• **WHAT THE TASK REQUIRES**: Collect every line in the listing below that contains the word "dried" and copy each one out.

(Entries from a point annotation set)
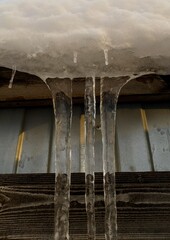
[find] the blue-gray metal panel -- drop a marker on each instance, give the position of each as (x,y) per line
(10,126)
(159,134)
(132,143)
(35,151)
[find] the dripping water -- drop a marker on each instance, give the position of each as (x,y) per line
(90,114)
(62,103)
(106,57)
(75,54)
(109,92)
(12,76)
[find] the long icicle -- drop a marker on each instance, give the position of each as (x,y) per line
(90,114)
(109,92)
(62,102)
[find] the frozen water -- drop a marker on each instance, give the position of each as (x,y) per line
(62,102)
(110,88)
(40,38)
(106,57)
(12,76)
(90,115)
(75,57)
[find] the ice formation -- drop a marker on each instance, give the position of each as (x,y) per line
(41,37)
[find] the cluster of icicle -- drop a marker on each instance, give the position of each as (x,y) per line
(62,100)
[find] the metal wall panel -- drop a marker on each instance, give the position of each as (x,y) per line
(10,126)
(159,135)
(133,148)
(27,137)
(35,149)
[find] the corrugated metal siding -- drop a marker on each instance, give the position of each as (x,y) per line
(27,140)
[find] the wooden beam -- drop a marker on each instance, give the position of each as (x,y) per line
(143,203)
(28,87)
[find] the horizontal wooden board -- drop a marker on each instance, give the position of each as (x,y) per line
(27,206)
(29,87)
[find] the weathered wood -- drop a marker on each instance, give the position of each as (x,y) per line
(27,207)
(29,87)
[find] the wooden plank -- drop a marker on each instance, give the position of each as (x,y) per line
(10,126)
(133,149)
(27,207)
(36,141)
(159,135)
(27,86)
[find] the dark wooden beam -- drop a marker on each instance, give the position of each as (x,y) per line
(31,87)
(143,203)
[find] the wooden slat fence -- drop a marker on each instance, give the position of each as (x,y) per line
(27,206)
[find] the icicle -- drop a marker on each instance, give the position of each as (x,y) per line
(90,114)
(75,54)
(109,92)
(62,102)
(106,57)
(12,76)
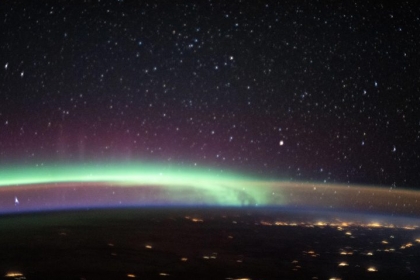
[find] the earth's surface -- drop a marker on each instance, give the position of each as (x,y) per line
(207,243)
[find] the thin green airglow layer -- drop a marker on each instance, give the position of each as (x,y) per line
(214,187)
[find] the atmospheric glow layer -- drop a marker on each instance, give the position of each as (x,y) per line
(215,187)
(87,185)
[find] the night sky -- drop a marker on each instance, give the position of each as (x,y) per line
(312,91)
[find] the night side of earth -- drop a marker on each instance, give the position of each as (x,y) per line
(232,140)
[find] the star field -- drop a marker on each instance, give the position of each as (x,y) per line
(315,91)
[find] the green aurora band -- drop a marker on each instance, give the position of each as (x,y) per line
(160,184)
(215,188)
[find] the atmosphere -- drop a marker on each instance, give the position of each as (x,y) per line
(308,92)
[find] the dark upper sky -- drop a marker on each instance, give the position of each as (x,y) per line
(216,83)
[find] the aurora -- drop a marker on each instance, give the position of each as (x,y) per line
(141,184)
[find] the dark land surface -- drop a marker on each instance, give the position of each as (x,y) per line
(190,243)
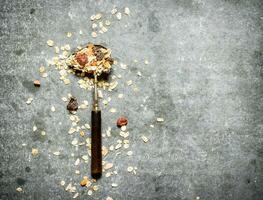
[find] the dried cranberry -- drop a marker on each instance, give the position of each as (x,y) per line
(82,58)
(122,121)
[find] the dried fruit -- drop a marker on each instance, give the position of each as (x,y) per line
(72,105)
(37,83)
(122,121)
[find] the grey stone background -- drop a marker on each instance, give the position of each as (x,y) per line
(205,78)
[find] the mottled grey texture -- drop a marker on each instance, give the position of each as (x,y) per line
(205,78)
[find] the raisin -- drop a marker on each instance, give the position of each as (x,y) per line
(72,105)
(122,121)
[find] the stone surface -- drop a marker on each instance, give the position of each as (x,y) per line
(204,78)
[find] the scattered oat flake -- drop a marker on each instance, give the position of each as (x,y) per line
(127,11)
(37,83)
(159,119)
(114,184)
(44,75)
(34,128)
(75,195)
(94,34)
(130,169)
(56,153)
(34,151)
(120,96)
(118,15)
(66,81)
(108,166)
(70,188)
(74,141)
(64,99)
(129,82)
(42,69)
(85,157)
(19,189)
(95,188)
(107,23)
(71,130)
(104,29)
(69,34)
(145,139)
(123,128)
(77,162)
(53,109)
(94,25)
(113,110)
(118,146)
(98,16)
(50,43)
(114,11)
(29,100)
(92,17)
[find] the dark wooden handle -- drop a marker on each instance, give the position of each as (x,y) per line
(96,155)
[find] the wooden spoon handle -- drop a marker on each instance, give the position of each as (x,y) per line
(96,154)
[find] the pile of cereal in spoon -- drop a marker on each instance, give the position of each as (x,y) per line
(90,59)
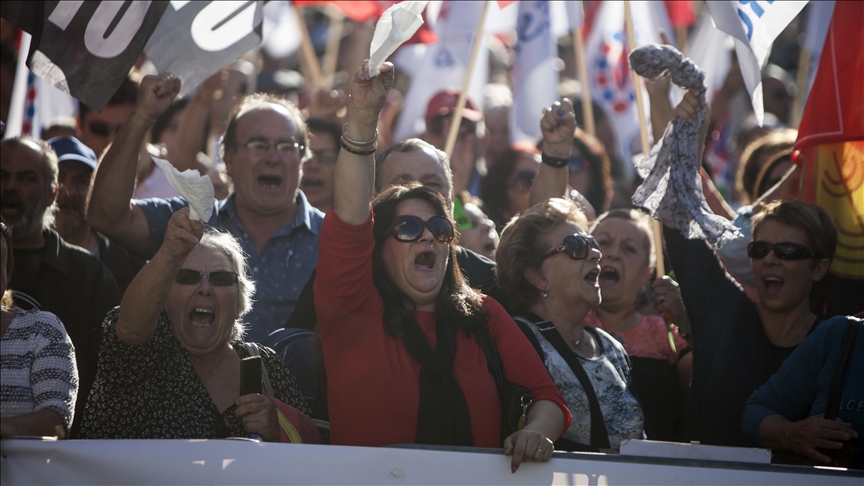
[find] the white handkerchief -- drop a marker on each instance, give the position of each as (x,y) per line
(395,26)
(196,189)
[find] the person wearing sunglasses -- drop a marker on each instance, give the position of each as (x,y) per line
(169,363)
(737,343)
(38,373)
(399,325)
(549,268)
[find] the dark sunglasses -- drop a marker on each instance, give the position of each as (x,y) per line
(103,129)
(783,251)
(523,181)
(576,246)
(219,278)
(410,228)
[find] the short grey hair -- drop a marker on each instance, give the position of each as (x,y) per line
(227,244)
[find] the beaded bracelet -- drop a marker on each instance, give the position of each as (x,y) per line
(554,161)
(357,142)
(355,151)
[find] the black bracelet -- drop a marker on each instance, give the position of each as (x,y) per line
(355,151)
(554,161)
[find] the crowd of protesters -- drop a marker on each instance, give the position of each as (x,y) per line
(419,279)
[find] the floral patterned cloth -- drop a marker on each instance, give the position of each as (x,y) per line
(673,193)
(151,390)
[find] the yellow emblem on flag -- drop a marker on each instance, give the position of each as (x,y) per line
(840,190)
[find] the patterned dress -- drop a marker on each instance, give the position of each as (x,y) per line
(37,367)
(151,390)
(610,375)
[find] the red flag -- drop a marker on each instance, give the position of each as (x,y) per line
(831,136)
(361,11)
(681,13)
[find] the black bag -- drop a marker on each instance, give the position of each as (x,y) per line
(515,399)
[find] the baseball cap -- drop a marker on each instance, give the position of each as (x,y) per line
(70,148)
(444,103)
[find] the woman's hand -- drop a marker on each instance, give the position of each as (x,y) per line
(807,436)
(368,94)
(667,298)
(558,124)
(181,235)
(527,445)
(259,416)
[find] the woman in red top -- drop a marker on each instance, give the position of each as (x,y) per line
(398,323)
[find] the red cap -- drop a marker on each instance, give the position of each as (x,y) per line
(444,103)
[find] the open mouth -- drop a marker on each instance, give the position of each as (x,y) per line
(425,260)
(270,182)
(201,317)
(609,274)
(773,285)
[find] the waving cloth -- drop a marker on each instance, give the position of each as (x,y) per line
(674,194)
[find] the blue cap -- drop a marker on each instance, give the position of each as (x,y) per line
(70,148)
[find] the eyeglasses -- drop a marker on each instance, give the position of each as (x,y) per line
(783,251)
(576,246)
(326,156)
(410,228)
(260,148)
(103,129)
(523,181)
(219,278)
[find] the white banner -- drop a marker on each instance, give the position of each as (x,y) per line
(754,25)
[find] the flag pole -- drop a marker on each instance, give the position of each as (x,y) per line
(310,61)
(460,105)
(582,69)
(334,38)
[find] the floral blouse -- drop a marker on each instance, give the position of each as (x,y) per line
(151,390)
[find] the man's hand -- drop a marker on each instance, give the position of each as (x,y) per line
(156,94)
(558,124)
(181,235)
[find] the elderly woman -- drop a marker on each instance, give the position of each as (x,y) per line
(739,344)
(661,374)
(548,267)
(399,326)
(38,376)
(169,365)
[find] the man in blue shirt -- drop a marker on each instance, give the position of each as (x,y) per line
(264,146)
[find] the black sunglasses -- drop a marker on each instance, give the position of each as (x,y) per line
(410,228)
(576,246)
(219,278)
(103,129)
(783,251)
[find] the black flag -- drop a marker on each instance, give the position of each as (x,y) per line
(85,48)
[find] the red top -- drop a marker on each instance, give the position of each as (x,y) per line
(647,340)
(373,383)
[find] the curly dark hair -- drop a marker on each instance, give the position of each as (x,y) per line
(457,302)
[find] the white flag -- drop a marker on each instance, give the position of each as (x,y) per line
(535,80)
(444,65)
(754,26)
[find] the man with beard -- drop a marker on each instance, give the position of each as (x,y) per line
(50,274)
(77,163)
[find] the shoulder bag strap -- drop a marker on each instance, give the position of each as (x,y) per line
(599,435)
(839,368)
(254,351)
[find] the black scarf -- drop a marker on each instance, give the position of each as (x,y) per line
(442,417)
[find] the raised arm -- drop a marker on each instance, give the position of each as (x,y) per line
(110,209)
(144,298)
(355,172)
(558,124)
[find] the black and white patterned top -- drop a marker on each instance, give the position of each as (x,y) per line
(610,376)
(37,367)
(672,190)
(151,390)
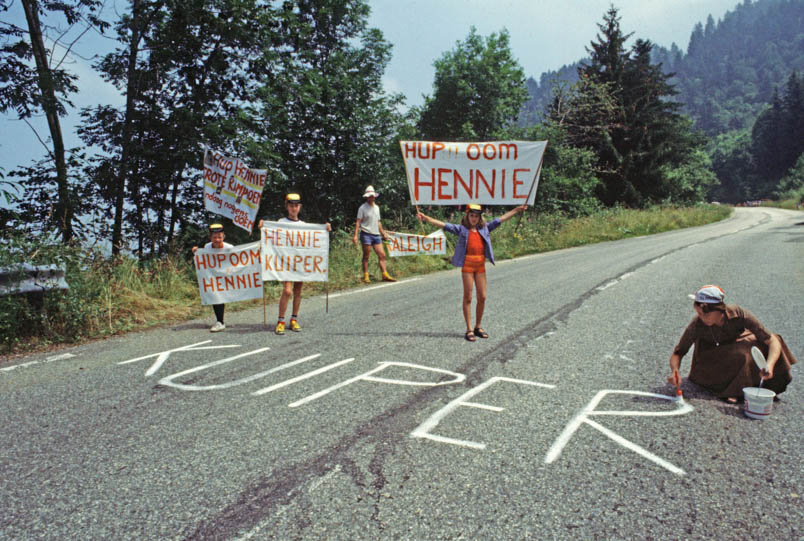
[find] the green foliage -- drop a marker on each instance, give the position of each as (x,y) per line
(622,110)
(323,113)
(478,91)
(731,68)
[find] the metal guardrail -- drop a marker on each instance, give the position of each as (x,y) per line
(27,278)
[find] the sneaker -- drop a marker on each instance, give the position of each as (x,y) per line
(218,327)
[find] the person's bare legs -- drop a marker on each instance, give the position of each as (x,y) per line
(287,289)
(297,286)
(366,253)
(480,288)
(380,251)
(468,279)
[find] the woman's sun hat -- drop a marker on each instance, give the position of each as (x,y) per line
(473,207)
(710,294)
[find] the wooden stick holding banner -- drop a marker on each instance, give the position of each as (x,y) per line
(532,185)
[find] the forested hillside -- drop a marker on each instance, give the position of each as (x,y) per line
(730,68)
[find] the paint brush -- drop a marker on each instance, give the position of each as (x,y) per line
(679,395)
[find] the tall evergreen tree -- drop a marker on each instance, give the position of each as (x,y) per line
(44,87)
(623,111)
(479,89)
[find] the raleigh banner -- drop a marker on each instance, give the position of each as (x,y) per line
(404,244)
(490,173)
(232,189)
(229,274)
(294,252)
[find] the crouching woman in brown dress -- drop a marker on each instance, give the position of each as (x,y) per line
(723,335)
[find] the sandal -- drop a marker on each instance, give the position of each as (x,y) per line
(480,332)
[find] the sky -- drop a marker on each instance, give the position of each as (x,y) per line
(544,35)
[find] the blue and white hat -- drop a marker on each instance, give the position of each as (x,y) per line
(710,294)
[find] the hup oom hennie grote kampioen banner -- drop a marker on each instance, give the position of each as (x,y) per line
(488,173)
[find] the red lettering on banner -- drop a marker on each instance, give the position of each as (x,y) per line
(254,256)
(408,148)
(518,182)
(469,151)
(442,183)
(459,180)
(417,183)
(478,178)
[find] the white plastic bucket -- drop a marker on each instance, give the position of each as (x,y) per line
(758,402)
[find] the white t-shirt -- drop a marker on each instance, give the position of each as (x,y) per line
(369,216)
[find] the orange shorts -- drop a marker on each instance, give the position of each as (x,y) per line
(474,264)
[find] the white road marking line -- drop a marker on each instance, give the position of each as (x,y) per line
(59,357)
(424,429)
(10,368)
(364,289)
(302,377)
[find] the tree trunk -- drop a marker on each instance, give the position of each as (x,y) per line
(64,204)
(132,90)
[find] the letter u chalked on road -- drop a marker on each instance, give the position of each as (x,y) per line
(425,430)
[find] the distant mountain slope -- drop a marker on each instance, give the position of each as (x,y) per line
(730,68)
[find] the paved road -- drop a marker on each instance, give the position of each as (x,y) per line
(379,421)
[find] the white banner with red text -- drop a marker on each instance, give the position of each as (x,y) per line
(229,274)
(232,189)
(489,173)
(402,244)
(294,252)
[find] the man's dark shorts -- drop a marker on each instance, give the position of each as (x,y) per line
(369,239)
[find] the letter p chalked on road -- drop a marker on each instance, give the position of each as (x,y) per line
(427,428)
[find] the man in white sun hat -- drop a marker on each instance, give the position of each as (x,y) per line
(723,335)
(369,228)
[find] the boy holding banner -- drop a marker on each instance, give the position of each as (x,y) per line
(216,236)
(371,234)
(471,251)
(293,207)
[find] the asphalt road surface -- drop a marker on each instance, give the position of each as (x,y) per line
(379,421)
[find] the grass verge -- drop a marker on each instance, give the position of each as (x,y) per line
(112,297)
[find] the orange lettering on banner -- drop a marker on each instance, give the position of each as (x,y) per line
(518,182)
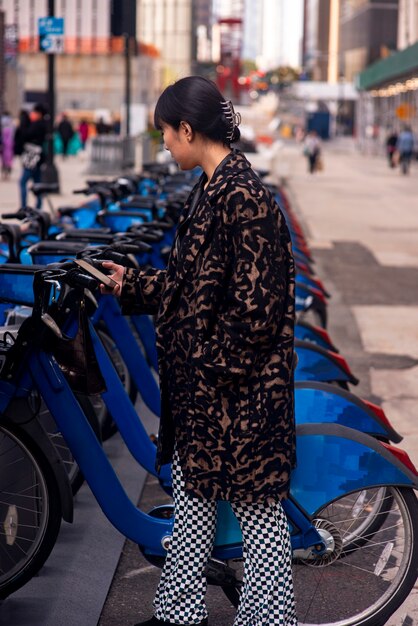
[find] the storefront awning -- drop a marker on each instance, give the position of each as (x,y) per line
(392,68)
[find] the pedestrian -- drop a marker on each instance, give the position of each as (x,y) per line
(66,132)
(7,142)
(224,317)
(30,144)
(405,147)
(312,150)
(83,130)
(391,142)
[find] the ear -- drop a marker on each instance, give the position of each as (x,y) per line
(187,130)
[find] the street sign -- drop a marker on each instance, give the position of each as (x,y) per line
(51,35)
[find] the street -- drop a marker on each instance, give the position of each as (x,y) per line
(361,220)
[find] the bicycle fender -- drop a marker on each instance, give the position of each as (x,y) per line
(36,432)
(316,401)
(334,460)
(316,363)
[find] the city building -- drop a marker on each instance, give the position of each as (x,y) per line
(388,98)
(407,23)
(368,32)
(273,32)
(90,73)
(316,36)
(167,25)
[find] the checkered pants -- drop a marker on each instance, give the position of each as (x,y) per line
(267,594)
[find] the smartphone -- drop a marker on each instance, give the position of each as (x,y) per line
(103,278)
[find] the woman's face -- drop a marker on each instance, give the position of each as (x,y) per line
(178,143)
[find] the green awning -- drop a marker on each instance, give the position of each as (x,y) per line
(394,67)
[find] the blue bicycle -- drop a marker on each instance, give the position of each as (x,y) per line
(339,478)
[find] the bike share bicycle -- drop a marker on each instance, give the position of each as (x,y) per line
(328,543)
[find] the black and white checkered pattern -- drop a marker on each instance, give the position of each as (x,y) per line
(267,595)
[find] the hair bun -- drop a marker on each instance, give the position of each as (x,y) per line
(233,120)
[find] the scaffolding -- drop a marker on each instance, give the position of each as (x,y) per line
(230,20)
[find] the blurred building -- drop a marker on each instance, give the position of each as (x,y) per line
(320,39)
(167,25)
(407,23)
(368,32)
(90,74)
(342,37)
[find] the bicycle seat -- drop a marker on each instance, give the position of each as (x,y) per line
(40,188)
(57,247)
(96,235)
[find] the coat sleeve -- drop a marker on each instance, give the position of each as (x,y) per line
(259,298)
(141,291)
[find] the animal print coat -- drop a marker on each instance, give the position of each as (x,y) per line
(225,322)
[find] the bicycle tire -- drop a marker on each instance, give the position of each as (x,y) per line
(30,508)
(75,475)
(366,597)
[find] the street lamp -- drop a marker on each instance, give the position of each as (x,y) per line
(48,169)
(340,105)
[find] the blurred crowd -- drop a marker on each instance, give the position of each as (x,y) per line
(26,138)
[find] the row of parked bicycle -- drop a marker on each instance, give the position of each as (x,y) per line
(72,366)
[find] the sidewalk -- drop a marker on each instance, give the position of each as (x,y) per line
(72,173)
(362,224)
(362,221)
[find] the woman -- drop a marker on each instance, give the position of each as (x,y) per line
(7,141)
(312,150)
(225,315)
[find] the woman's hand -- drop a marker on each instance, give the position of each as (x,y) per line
(117,276)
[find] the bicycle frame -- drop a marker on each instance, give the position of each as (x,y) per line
(361,462)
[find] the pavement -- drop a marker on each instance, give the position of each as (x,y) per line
(361,220)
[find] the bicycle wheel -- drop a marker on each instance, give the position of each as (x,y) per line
(362,586)
(369,509)
(30,509)
(108,426)
(75,475)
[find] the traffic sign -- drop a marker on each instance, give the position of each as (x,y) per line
(51,34)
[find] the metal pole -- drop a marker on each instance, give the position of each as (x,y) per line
(49,170)
(128,39)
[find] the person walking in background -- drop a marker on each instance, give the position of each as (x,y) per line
(312,150)
(405,147)
(101,127)
(29,144)
(225,329)
(7,145)
(65,131)
(83,130)
(391,142)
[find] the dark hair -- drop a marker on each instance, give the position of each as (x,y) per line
(24,118)
(197,101)
(40,108)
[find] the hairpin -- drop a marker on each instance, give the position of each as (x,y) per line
(233,119)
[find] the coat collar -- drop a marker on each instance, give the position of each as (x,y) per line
(200,227)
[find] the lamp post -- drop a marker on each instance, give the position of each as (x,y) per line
(340,105)
(48,169)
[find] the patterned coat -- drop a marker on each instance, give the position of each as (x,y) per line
(225,326)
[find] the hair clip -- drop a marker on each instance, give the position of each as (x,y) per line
(233,119)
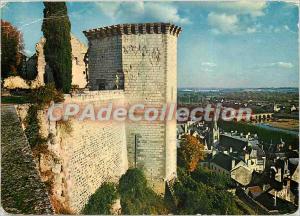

• **TASK RESPONSE**:
[find] the dried cranberry -- drop a marker on each instance, give the position of each as (x,y) per line
[find] the dried fruit -- drop a marker on each instance, give the position of each as (x,y) per line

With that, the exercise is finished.